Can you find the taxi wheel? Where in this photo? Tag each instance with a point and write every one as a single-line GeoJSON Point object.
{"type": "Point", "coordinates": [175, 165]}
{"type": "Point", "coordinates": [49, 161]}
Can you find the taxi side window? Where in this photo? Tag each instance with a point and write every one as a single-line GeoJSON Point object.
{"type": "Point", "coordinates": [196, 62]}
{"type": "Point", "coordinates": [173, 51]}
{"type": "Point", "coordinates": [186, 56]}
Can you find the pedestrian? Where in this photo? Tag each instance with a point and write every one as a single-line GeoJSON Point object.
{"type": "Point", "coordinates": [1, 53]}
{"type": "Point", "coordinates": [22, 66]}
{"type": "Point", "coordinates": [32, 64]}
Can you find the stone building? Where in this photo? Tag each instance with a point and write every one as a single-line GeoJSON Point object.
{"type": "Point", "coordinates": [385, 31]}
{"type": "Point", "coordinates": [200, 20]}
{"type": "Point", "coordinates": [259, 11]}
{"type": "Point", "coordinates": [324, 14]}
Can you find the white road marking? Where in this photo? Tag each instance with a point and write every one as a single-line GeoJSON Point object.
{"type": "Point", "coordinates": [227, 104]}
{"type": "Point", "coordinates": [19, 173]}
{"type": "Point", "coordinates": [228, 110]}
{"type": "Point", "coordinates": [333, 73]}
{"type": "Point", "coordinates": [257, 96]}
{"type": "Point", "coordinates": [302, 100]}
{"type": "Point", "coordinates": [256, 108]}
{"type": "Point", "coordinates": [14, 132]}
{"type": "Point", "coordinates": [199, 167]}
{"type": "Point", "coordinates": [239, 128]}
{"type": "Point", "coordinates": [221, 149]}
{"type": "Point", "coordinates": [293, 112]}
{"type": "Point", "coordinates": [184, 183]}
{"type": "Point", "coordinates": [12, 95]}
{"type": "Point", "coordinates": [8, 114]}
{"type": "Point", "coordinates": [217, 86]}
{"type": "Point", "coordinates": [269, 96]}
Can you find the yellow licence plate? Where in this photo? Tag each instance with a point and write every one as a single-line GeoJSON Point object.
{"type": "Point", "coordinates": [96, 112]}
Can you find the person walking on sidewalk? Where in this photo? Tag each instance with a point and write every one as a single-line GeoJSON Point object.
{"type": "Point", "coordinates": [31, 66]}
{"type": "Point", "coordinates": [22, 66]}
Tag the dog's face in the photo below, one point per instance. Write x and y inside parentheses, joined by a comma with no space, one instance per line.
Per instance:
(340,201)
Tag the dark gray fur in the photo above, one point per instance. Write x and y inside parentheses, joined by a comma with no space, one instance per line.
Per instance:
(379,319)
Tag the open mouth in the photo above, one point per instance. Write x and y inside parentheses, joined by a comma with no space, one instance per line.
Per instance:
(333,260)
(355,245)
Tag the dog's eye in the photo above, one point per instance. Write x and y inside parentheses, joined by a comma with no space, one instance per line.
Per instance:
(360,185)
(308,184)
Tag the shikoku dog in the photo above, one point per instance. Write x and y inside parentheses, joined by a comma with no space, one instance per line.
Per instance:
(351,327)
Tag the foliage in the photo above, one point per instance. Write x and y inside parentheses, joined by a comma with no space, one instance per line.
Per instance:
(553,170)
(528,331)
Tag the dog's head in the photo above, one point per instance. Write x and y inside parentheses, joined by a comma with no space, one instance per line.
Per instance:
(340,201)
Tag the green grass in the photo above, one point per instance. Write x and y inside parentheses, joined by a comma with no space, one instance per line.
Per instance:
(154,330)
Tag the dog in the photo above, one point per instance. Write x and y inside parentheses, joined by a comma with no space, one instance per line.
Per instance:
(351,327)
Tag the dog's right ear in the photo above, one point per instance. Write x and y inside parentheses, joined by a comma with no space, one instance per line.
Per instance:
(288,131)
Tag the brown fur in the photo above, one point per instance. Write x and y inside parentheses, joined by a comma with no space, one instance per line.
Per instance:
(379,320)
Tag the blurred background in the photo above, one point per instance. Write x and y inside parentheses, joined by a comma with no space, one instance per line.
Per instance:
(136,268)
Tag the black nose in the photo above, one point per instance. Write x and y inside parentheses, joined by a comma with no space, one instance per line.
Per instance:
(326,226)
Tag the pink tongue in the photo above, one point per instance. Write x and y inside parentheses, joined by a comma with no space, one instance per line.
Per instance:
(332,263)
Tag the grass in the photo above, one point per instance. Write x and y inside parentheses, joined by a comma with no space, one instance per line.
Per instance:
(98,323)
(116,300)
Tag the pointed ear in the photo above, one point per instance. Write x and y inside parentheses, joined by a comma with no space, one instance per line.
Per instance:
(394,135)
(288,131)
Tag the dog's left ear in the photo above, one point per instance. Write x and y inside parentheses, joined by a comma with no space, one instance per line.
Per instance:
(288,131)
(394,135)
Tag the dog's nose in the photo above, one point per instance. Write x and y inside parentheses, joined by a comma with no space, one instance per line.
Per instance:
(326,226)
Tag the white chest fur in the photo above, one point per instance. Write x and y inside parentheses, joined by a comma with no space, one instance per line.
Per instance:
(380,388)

━━━━━━

• **Directions**: Scan the lines above for the word "grass". Return each one that has it.

• **Answer area**:
Tag the green grass in the photo above, one point per instance. Write x and y inside parentheses, joined by a comma with no space, one instance per line.
Tag the grass in the photo above, one point per instance. Write x and y inside parentheses, joined by a comma with no space, one instance per line.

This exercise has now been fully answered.